→ **Exercise materials**
# # # # #

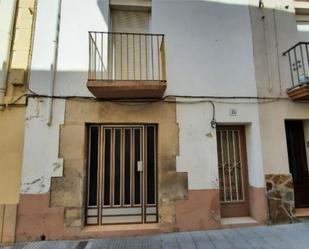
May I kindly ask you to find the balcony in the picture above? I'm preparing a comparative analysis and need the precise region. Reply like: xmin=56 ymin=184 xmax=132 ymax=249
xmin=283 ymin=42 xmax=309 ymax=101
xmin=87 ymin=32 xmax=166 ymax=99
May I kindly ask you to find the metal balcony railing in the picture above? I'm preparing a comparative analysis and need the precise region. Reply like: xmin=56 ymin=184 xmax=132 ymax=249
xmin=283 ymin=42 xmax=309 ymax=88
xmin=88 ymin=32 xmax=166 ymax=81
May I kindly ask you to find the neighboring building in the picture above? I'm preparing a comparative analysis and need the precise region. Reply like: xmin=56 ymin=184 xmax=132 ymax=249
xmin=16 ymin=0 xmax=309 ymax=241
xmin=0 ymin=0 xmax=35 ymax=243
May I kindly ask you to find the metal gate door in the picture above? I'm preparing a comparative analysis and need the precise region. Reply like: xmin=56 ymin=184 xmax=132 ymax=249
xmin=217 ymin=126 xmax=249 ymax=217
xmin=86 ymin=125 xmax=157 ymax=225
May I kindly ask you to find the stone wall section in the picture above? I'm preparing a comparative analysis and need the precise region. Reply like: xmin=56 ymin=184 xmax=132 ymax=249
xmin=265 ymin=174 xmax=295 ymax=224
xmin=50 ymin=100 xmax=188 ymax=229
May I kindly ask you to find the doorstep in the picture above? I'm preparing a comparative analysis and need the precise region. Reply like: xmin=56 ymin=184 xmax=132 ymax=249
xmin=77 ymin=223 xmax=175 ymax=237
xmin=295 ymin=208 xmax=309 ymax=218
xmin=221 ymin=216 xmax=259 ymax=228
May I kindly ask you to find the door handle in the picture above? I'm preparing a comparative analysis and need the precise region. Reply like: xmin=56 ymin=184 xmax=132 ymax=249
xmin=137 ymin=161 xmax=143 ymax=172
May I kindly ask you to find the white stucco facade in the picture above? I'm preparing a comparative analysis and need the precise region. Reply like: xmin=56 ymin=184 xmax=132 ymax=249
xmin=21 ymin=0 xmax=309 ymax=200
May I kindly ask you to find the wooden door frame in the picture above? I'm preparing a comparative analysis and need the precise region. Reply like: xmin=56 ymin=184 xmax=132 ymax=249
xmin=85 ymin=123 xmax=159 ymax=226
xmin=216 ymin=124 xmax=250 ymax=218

# # # # #

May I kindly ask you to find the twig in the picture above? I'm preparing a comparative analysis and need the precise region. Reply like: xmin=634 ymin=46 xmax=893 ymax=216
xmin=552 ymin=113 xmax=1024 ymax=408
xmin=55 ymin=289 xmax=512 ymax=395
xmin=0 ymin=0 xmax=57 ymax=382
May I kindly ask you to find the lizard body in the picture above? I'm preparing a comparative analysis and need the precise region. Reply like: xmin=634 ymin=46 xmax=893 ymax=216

# # # # #

→ **Task description**
Copy out everything in the material from the line containing "May I kindly ask you to find the neighboring" down to the line containing "xmin=216 ymin=124 xmax=250 ymax=218", keeping both of those lines, with each line exactly as it stands.

→ **Answer to this exercise**
May I kindly ask you to find the neighboring building in the picture above? I'm preparing a comparative analysis and need the precise region. Reply like: xmin=56 ymin=184 xmax=132 ymax=249
xmin=16 ymin=0 xmax=309 ymax=241
xmin=0 ymin=0 xmax=35 ymax=243
May I kindly ask you to find the metal gate door in the picture above? I'm preparing a comparative analysis and need the precise region. Reply like: xmin=56 ymin=184 xmax=132 ymax=249
xmin=217 ymin=126 xmax=249 ymax=217
xmin=86 ymin=125 xmax=157 ymax=225
May I kindly ask you to find the stone wall section in the picture above? I'm preparing a comparative analysis and need the precise region. Reply like: xmin=56 ymin=184 xmax=132 ymax=249
xmin=265 ymin=174 xmax=295 ymax=224
xmin=50 ymin=100 xmax=188 ymax=229
May I kindly ask you to find the doorstep in the picture above? I'm preparing a comparative analysis and need the precise region. Reply like: xmin=56 ymin=184 xmax=132 ymax=249
xmin=77 ymin=223 xmax=175 ymax=237
xmin=295 ymin=208 xmax=309 ymax=218
xmin=221 ymin=216 xmax=259 ymax=228
May I kindly ask you to find the door handle in the picture above? I'm preparing a comparative analysis and need the precise region. Reply like: xmin=56 ymin=184 xmax=132 ymax=249
xmin=137 ymin=161 xmax=143 ymax=172
May I kindly ask you to find the white stucco facade in the picture above? I'm preparing a comparative analysis and need the precise region. Reply like: xmin=56 ymin=184 xmax=132 ymax=249
xmin=21 ymin=0 xmax=309 ymax=200
May I kindly ask you to find the wooden door frame in the picture above? I'm preparing a comparative analysis and need the precise region. Reply like: xmin=56 ymin=184 xmax=132 ymax=249
xmin=85 ymin=123 xmax=159 ymax=226
xmin=216 ymin=124 xmax=250 ymax=218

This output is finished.